DIRECTIONS FOR THIS TASK |
Can you copy each of the rows below word for word, leaving out the pictures?
═════ RECORDS FOR PROCESSING ═════
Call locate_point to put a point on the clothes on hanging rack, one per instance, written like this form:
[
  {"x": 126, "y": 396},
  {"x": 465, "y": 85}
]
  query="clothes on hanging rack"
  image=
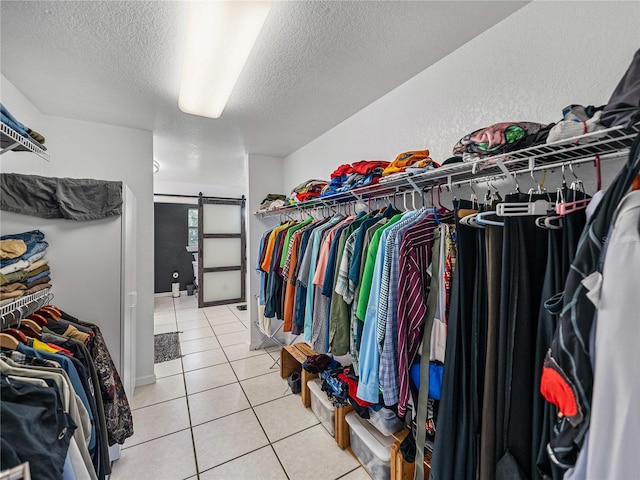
[
  {"x": 482, "y": 300},
  {"x": 85, "y": 413}
]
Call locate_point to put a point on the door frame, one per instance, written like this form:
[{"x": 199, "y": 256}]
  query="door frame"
[{"x": 241, "y": 202}]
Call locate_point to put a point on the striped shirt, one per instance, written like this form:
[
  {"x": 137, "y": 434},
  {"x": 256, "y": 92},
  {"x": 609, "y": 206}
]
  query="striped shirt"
[{"x": 413, "y": 285}]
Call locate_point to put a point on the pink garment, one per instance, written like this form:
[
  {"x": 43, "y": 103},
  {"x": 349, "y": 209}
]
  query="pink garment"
[{"x": 323, "y": 257}]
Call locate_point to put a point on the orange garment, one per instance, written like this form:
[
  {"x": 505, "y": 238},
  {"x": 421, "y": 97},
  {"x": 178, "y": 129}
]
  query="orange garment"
[
  {"x": 404, "y": 160},
  {"x": 272, "y": 240},
  {"x": 323, "y": 258},
  {"x": 290, "y": 292}
]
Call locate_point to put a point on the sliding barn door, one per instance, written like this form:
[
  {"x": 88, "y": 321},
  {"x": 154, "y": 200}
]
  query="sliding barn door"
[{"x": 221, "y": 251}]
═════
RIGHT ANSWER |
Call locate_point to put a point on the clothes on hanging rack, one per instance, written like this form:
[
  {"x": 126, "y": 396},
  {"x": 465, "y": 85}
]
  query="clothes on hanging rack"
  image=
[
  {"x": 482, "y": 300},
  {"x": 85, "y": 413}
]
Call locate_point to put a point on the door frame, one per instance, written like this form:
[{"x": 199, "y": 256}]
  query="door frame"
[{"x": 241, "y": 202}]
Call locate_point to put a point on the striped shirt, one per instance, written like this form:
[
  {"x": 137, "y": 434},
  {"x": 256, "y": 92},
  {"x": 609, "y": 206}
]
  query="striped shirt"
[{"x": 413, "y": 285}]
Call locate_point to put a point on the pink garment, one per instance, written like this form:
[
  {"x": 43, "y": 103},
  {"x": 349, "y": 209}
]
  query="pink garment"
[{"x": 323, "y": 257}]
Call locate_point to put a point on the orange garment, one per instance, written like this form:
[
  {"x": 505, "y": 238},
  {"x": 421, "y": 97},
  {"x": 178, "y": 129}
]
  query="orange garment"
[
  {"x": 404, "y": 160},
  {"x": 272, "y": 240},
  {"x": 323, "y": 258},
  {"x": 290, "y": 292}
]
Call locate_point to put a point on the sliding barn door, one per instance, written like this form:
[
  {"x": 88, "y": 321},
  {"x": 154, "y": 200}
]
  query="sliding barn door"
[{"x": 221, "y": 251}]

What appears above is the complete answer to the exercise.